(DATA SHOWN begins)

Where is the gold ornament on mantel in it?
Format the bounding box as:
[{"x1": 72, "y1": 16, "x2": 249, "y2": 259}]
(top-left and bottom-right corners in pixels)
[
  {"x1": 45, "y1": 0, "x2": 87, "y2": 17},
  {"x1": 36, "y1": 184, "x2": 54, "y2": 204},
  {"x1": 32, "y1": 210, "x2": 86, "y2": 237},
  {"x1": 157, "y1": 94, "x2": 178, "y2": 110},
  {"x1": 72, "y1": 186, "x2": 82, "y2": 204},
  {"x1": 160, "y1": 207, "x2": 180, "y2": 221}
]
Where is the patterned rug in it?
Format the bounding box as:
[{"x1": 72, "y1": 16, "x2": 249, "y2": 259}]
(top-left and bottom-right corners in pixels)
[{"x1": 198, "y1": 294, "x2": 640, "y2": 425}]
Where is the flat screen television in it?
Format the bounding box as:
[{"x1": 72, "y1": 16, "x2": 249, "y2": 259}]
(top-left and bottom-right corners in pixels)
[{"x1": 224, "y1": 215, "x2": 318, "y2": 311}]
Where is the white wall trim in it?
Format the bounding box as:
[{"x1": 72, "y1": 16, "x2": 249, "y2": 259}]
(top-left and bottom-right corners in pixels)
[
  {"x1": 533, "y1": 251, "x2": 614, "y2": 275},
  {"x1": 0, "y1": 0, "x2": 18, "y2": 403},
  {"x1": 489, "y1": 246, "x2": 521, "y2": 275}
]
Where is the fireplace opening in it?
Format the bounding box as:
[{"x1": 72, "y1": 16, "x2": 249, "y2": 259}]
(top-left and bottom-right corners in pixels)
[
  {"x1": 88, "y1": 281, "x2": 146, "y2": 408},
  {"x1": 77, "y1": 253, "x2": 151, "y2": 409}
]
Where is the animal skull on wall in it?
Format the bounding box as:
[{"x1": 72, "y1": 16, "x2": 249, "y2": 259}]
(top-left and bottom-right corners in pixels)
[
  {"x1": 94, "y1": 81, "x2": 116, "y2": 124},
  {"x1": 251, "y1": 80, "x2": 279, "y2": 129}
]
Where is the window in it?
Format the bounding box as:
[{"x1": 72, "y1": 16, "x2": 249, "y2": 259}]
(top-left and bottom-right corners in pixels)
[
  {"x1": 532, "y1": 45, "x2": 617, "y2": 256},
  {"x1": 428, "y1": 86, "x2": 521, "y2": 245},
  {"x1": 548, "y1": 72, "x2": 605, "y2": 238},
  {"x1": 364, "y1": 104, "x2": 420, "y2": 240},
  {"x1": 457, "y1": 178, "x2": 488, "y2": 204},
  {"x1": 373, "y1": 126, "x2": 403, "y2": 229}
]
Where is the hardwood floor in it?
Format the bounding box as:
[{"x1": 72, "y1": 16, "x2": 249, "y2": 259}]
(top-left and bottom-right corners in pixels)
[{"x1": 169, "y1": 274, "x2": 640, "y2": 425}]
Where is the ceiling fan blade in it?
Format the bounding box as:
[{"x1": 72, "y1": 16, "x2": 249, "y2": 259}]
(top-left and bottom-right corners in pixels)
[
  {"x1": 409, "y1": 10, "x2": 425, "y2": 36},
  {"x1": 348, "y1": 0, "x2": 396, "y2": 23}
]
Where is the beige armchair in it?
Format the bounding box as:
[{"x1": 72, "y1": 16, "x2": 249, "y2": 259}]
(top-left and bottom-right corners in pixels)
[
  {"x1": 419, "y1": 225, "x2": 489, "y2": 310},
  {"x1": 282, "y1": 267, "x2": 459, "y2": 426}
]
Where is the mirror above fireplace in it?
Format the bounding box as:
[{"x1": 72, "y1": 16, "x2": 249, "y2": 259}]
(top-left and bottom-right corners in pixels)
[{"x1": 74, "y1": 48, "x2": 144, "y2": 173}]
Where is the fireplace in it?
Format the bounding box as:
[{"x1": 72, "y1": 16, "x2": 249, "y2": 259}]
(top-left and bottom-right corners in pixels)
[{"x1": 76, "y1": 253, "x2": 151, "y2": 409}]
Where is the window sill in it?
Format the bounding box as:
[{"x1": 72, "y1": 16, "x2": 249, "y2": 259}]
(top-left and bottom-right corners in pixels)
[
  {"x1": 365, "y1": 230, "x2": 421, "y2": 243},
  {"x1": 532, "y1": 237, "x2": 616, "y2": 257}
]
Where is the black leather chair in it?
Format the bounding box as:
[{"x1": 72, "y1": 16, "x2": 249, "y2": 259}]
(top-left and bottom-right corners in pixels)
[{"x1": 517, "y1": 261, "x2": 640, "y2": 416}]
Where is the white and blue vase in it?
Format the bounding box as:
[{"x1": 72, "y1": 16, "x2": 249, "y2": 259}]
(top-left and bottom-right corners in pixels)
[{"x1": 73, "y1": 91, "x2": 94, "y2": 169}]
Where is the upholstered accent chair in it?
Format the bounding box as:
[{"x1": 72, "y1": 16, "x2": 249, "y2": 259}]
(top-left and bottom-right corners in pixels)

(DATA SHOWN ends)

* [TASK DETAILS]
Work out how many lines of the entries contain the word "white", and answer with that number alone.

* [ANSWER BELOW]
2